1. Philosophy / D. Nature of Philosophy / 1. Philosophy
Slow and accurate thought makes the greatest progress [Descartes]
     Full Idea: Those who go forward only very slowly can progress much further if they always keep to the right path, than those who run and wander off it.
     From: René Descartes (A Discourse on Method [1637], §1.2)
     A reaction: Like Descartes' 'Method'. This seems to place a low value on 'nous' or intuition.
1. Philosophy / D. Nature of Philosophy / 7. Despair over Philosophy
Most things in human life seem vain and useless [Descartes]
     Full Idea: Looking at the various activities and enterprises of mankind with the eye of a philosopher, there is hardly one which does not seem to me vain and useless.
     From: René Descartes (A Discourse on Method [1637], §1.3)
     A reaction: Well, yes. The obvious retort is that everything is vain and useless; or if not, then certainly metaphysics is. Useful for what? Is ornamental gardening useless, or sport? Art? What is the use of cosmology? He's right, of course.
Almost every daft idea has been expressed by some philosopher [Descartes]
     Full Idea: There is nothing one can imagine so strange or so unbelievable that has not been said by one or other of the philosophers.
     From: René Descartes (A Discourse on Method [1637], §2.16)
     A reaction: Actually I think that extensive areas of logical possibilities for existence remain totally unexplored. On the other hand, most of the metaphysical beliefs of most of the human race, including the majority of philosophers, strike me as being false.

■ **Requirement A**
Return the portion of the Descartes quotations that begins with the words containing "From: René Descartes (A Discourse on Method [1637], §1.3)" and ends with "as being false.", copied word for word.
■ **Requirement B**
Write the next part of the Descartes quotations, picking up right after their final line.
The items that follow have no connection to the Descartes quotations.

■ **Dataset extract**
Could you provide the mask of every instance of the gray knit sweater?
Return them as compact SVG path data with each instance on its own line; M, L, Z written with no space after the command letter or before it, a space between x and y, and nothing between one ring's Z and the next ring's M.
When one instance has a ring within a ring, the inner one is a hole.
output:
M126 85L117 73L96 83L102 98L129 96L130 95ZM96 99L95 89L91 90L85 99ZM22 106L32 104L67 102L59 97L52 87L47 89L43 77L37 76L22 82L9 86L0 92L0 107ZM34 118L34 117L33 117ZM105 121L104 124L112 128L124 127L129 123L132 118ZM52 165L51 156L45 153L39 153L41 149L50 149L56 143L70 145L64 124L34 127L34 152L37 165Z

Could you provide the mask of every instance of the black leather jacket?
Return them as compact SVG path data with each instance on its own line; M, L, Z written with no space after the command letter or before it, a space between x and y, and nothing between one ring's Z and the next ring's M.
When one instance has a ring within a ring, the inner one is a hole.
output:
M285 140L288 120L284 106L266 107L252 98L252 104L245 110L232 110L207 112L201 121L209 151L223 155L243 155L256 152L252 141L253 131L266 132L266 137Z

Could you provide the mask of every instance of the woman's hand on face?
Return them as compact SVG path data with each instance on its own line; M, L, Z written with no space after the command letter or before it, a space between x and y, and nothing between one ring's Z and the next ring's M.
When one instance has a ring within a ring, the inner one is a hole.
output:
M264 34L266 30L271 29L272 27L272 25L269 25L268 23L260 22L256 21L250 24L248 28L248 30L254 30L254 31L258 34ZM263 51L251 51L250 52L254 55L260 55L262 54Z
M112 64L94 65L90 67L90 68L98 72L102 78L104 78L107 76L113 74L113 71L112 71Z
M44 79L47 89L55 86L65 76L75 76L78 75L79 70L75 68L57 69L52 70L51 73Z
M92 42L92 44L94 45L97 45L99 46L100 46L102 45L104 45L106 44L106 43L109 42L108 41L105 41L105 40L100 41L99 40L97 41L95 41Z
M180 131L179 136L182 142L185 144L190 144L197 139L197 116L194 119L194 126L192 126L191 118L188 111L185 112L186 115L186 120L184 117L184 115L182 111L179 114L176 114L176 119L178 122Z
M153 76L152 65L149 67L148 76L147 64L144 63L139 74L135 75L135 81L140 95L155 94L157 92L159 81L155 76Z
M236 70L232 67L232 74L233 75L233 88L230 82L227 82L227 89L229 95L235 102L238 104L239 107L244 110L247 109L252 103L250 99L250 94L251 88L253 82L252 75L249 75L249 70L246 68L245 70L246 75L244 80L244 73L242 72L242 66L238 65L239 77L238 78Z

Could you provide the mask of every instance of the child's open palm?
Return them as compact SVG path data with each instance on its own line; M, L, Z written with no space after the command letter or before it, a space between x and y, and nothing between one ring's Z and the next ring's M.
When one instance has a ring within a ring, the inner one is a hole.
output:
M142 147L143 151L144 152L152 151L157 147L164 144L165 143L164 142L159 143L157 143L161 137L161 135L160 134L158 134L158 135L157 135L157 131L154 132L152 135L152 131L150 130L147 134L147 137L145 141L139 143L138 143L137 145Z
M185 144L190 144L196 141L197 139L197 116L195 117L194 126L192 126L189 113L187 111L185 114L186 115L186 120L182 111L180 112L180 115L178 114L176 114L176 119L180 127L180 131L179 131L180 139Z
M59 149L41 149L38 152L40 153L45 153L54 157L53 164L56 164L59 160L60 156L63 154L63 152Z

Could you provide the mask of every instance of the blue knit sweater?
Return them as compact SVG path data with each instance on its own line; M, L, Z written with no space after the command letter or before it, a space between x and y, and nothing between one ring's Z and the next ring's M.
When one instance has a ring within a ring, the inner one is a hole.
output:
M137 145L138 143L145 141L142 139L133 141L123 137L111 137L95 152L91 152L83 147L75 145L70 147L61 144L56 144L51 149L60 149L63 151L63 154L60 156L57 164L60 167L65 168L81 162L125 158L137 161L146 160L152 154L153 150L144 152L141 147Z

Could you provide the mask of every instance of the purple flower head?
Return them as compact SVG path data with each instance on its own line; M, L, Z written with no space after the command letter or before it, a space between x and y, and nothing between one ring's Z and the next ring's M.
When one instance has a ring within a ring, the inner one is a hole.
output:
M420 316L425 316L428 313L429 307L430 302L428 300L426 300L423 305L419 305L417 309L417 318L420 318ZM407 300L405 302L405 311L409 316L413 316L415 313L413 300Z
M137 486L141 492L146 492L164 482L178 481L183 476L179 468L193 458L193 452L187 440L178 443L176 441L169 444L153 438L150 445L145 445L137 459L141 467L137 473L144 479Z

■ **Expected output A**
From: René Descartes (A Discourse on Method [1637], §1.3)
     A reaction: Well, yes. The obvious retort is that everything is vain and useless; or if not, then certainly metaphysics is. Useful for what? Is ornamental gardening useless, or sport? Art? What is the use of cosmology? He's right, of course.
Almost every daft idea has been expressed by some philosopher [Descartes]
     Full Idea: There is nothing one can imagine so strange or so unbelievable that has not been said by one or other of the philosophers.
     From: René Descartes (A Discourse on Method [1637], §2.16)
     A reaction: Actually I think that extensive areas of logical possibilities for existence remain totally unexplored. On the other hand, most of the metaphysical beliefs of most of the human race, including the majority of philosophers, strike me as being false.

■ **Expected output B**
2. Reason / A. Nature of Reason / 4. Aims of Reason
Methodical thinking is cautious, analytical, systematic, and panoramic [Descartes, by PG]
     Full Idea: Descartes' four principles for his method of thinking are: be cautious, analyse the problem, be systematic from simple to complex, and keep an overview of the problem
     From: report of René Descartes (A Discourse on Method [1637], §2.18) by PG - Db (ideas)
2. Reason / B. Laws of Thought / 2. Sufficient Reason
'There is nothing without a reason why it should be rather than not be' (a generalisation of 'Why?') [Schopenhauer]
     Full Idea: The Principle may be stated as 'There is nothing without a reason why it should be rather than not be', which is a generalisation of the assumption which justifies the question 'Why?', which is the mother of all science.
     From: Arthur Schopenhauer (Abstract of 'The Fourfold Root' [1813], Ch.I)
     A reaction: This faith is the core of philosophy, to be maintained against all defeatists like Wittgenstein and Colin McGinn. Reality must be rational, or we wouldn't be here to think about it. (Maybe!)
2. Reason / F. Fallacies / 4. Circularity
Clear and distinct conceptions are true because a perfect God exists [Descartes]
     Full Idea: That the things we grasp very clearly and very distinctly are all true, is assured only because God is or exists, and because he is a perfect Being.
     From: René Descartes (A Discourse on Method [1637], §4.38)
3. Truth / A. Truth Problems / 8. Subjective Truth
Truth is clear and distinct conception - of which it is hard to be sure [Descartes]
     Full Idea: I take it as a general rule that the things we conceive very clearly and very distinctly are all true, but that there is merely some difficulty in properly discerning which are those which we distinctly conceive.
     From: René Descartes (A Discourse on Method [1637], §4.33)
7. Existence / D. Theories of Reality / 10. Vagueness / d. Vagueness as linguistic
Vague predicates lack application; there are no borderline cases; vague F is not F [Unger, by Keefe/Smith]
     Full Idea: In a slogan, Unger's thesis is that all vague predicates lack application ('nihilism', says Williamson). Classical logic can be retained in its entirety. There are no borderline cases: for vague F, everything is not F; nothing is either F or borderline F.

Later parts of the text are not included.